Passage for review:
*** Block opens ***

Called Himself Impostor.
It was learned later that Schmidt during a string of statements about his connection with the Church which were at variance with statements he had made earlier said that he was "an impostor and once was arrested in Munich as an impostor."
The only motive advanced by the police as to cause of the crime is that Schmidt, fearing that the birth of a child to the girl would cause disclosure of his relations with the woman, which of course would bring punishment from his superiors, decided to kill her.
Before going to the Tombs Schmidt readily showed Inspector Faurot the shop in Centre street where he had bought the knife and saw used in the murder and dismemberment.
The portions of the body taken from the river will be brought over from the New Jersey side to-day and an inquest will be held by Coroner Feinberg here.
The Coroner, after hearing Schmidt's story yesterday, held a hearing in Inspector Faurot's office at Headquarters, after which Schmidt was held on a charge of homicide.
Finger prints taken by Inspector Faurot's men corresponded with the bloody finger prints on the saw found in the Bradhurst avenue flat and with the many finger prints that mark the packages containing Anna Aumuller's body, taken from the river.

*** Block closes ***

Information shown:
*** Block opens ***

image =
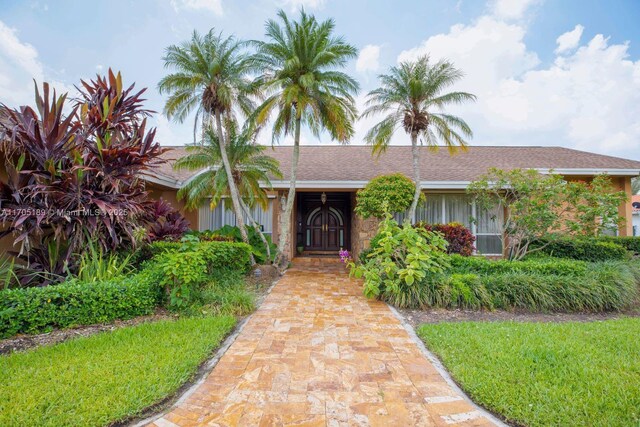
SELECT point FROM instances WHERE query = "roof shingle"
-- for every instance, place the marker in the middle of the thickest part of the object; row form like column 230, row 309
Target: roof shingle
column 355, row 162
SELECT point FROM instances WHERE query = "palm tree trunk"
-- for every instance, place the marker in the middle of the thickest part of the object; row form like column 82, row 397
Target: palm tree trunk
column 256, row 226
column 233, row 190
column 415, row 152
column 285, row 217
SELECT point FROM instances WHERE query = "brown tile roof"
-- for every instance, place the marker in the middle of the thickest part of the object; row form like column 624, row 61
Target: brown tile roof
column 355, row 163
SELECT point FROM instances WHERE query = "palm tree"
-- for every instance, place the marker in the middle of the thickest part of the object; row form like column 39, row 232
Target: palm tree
column 251, row 171
column 413, row 97
column 210, row 78
column 299, row 65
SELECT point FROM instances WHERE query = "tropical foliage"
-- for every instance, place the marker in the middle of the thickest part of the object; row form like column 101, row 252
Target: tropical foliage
column 402, row 258
column 392, row 193
column 412, row 96
column 251, row 169
column 299, row 66
column 75, row 177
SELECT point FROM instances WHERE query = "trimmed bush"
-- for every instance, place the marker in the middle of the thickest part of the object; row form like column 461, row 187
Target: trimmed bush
column 217, row 255
column 584, row 249
column 542, row 265
column 460, row 239
column 631, row 243
column 34, row 310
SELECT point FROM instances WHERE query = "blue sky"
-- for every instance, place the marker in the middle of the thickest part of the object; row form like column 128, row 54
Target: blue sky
column 554, row 72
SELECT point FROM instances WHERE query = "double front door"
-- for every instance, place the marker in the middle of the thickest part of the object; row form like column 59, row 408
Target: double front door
column 324, row 225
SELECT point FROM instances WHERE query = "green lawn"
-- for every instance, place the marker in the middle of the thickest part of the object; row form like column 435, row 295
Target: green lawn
column 106, row 377
column 541, row 374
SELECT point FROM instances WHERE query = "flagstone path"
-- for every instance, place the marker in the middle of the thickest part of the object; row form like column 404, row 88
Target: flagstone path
column 317, row 353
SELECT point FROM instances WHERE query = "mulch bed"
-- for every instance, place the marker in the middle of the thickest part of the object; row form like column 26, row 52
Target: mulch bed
column 259, row 285
column 24, row 342
column 417, row 317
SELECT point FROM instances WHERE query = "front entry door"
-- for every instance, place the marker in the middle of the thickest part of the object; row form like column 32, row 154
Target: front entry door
column 325, row 228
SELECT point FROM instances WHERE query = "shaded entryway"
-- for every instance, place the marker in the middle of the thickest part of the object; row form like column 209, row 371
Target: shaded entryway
column 323, row 222
column 317, row 352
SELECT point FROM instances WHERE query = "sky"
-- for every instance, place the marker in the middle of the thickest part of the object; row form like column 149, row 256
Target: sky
column 546, row 72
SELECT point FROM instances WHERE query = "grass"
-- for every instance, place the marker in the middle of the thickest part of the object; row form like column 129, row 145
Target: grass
column 107, row 377
column 539, row 374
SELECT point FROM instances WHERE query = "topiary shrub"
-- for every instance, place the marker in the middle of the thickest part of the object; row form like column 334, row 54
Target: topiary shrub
column 461, row 240
column 386, row 193
column 401, row 258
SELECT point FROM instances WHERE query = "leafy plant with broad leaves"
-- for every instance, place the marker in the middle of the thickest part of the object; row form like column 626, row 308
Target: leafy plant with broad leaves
column 300, row 67
column 413, row 96
column 392, row 192
column 77, row 176
column 165, row 222
column 402, row 258
column 544, row 208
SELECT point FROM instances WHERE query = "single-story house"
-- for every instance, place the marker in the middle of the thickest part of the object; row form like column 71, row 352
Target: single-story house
column 329, row 177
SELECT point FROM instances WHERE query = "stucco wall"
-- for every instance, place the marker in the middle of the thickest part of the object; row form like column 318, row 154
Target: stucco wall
column 171, row 195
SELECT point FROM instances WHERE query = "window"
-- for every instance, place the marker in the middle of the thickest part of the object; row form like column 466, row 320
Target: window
column 445, row 208
column 220, row 216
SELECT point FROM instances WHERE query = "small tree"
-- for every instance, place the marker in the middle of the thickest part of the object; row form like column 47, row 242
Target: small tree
column 393, row 192
column 543, row 207
column 595, row 206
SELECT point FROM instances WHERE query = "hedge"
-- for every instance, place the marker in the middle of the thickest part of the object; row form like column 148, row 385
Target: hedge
column 602, row 286
column 584, row 249
column 34, row 310
column 542, row 265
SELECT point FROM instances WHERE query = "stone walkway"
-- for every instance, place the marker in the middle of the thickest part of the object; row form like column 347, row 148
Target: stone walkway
column 317, row 353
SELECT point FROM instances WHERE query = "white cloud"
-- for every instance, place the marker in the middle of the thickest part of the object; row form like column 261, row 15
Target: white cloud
column 587, row 98
column 214, row 6
column 511, row 9
column 19, row 66
column 569, row 40
column 295, row 5
column 368, row 59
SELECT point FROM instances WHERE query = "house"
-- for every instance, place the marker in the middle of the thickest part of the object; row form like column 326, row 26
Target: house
column 329, row 177
column 635, row 213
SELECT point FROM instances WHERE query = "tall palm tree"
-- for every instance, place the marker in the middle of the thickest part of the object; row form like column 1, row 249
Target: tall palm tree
column 300, row 75
column 251, row 172
column 210, row 78
column 413, row 97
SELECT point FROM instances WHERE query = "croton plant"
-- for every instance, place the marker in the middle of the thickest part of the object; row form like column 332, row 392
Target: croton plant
column 74, row 173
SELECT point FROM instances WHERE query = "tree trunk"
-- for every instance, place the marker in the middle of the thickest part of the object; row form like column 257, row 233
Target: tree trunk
column 285, row 217
column 415, row 151
column 233, row 190
column 256, row 226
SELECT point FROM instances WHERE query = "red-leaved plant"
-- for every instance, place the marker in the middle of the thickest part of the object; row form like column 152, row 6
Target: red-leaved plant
column 461, row 240
column 75, row 176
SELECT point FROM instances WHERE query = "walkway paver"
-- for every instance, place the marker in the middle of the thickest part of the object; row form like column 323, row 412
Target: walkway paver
column 317, row 353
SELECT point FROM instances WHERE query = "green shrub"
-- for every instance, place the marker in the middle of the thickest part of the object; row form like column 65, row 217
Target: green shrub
column 455, row 291
column 217, row 255
column 584, row 249
column 630, row 243
column 605, row 286
column 33, row 310
column 386, row 193
column 401, row 259
column 541, row 265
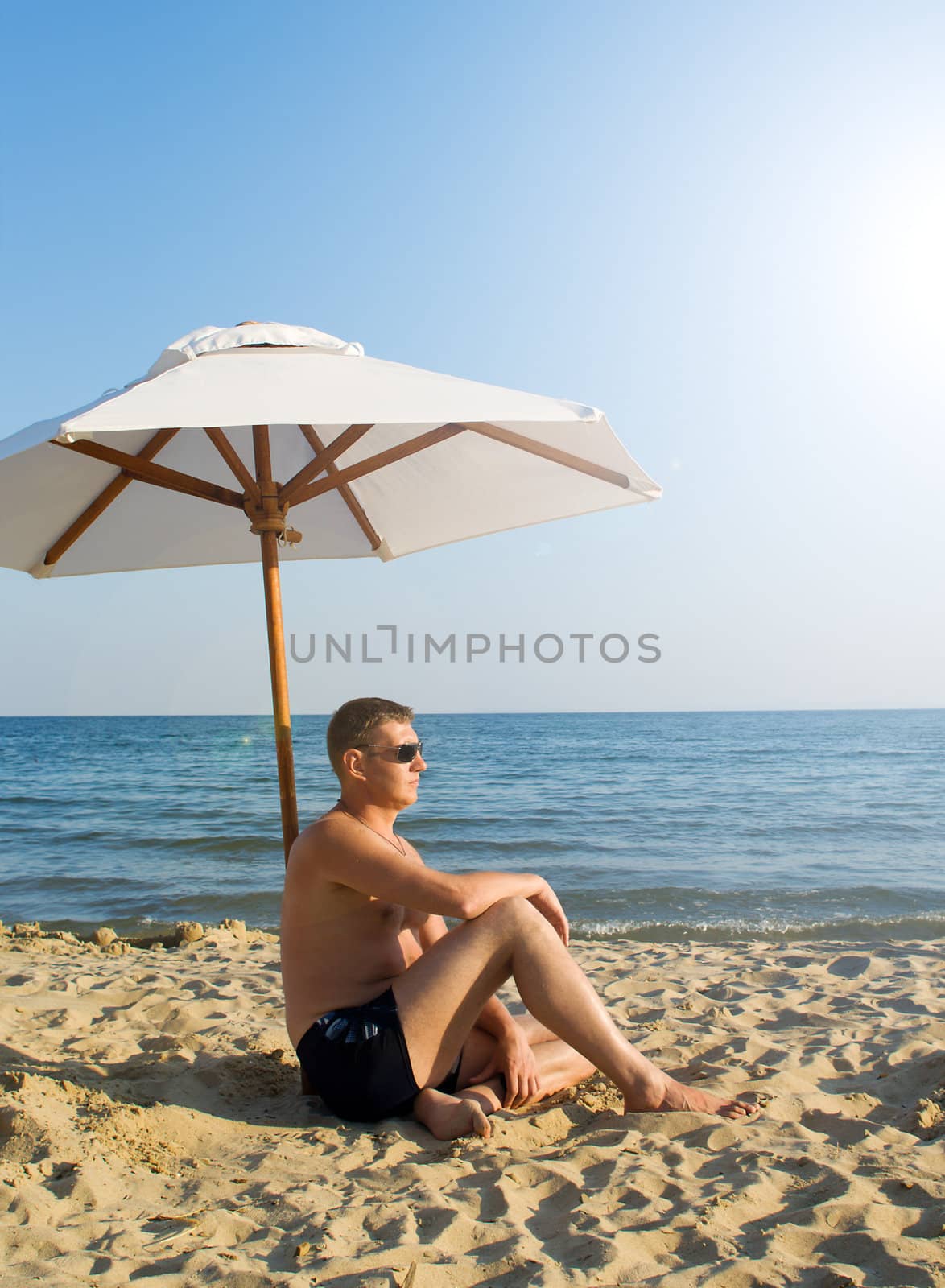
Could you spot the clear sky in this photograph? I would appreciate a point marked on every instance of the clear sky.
(720, 223)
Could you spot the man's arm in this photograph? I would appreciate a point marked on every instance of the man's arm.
(513, 1056)
(369, 865)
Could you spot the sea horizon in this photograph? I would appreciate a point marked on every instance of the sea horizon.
(654, 826)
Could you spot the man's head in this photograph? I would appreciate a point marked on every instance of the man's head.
(365, 738)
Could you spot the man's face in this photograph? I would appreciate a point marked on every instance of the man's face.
(392, 781)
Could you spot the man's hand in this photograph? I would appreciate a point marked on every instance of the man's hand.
(514, 1059)
(546, 903)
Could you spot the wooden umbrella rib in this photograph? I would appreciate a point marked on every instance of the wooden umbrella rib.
(549, 454)
(324, 457)
(375, 463)
(105, 499)
(232, 457)
(157, 474)
(350, 500)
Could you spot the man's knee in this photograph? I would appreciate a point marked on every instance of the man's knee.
(515, 912)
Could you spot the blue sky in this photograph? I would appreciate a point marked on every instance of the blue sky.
(720, 223)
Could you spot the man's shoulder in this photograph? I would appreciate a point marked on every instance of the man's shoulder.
(330, 834)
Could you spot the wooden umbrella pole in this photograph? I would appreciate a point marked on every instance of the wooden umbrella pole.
(277, 669)
(268, 522)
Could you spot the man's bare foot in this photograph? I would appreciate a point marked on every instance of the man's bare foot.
(448, 1117)
(678, 1098)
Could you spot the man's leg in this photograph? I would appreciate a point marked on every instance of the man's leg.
(440, 995)
(466, 1111)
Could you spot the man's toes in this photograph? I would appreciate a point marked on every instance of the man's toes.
(481, 1124)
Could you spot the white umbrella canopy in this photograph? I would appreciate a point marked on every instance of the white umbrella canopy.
(285, 427)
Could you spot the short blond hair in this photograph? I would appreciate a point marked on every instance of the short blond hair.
(353, 724)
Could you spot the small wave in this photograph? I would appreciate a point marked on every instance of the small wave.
(848, 929)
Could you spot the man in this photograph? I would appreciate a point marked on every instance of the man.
(388, 1010)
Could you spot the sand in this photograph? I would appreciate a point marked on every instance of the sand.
(152, 1130)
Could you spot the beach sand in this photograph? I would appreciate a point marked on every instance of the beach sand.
(152, 1129)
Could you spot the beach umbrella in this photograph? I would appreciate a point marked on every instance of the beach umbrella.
(234, 431)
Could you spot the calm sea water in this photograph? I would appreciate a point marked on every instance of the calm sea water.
(657, 826)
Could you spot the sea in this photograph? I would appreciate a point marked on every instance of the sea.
(653, 826)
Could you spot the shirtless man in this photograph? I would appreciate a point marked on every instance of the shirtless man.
(389, 1011)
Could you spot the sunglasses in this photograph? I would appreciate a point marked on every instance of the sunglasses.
(406, 753)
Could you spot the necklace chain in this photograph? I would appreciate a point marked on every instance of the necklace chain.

*** Block closes ***

About this exercise: In the "Called Himself Impostor" passage, write out the text between "The only motive" and "Coroner Feinberg here.", inclusive.

Your solution:
The only motive advanced by the police as to cause of the crime is that Schmidt, fearing that the birth of a child to the girl would cause disclosure of his relations with the woman, which of course would bring punishment from his superiors, decided to kill her.
Before going to the Tombs Schmidt readily showed Inspector Faurot the shop in Centre street where he had bought the knife and saw used in the murder and dismemberment.
The portions of the body taken from the river will be brought over from the New Jersey side to-day and an inquest will be held by Coroner Feinberg here.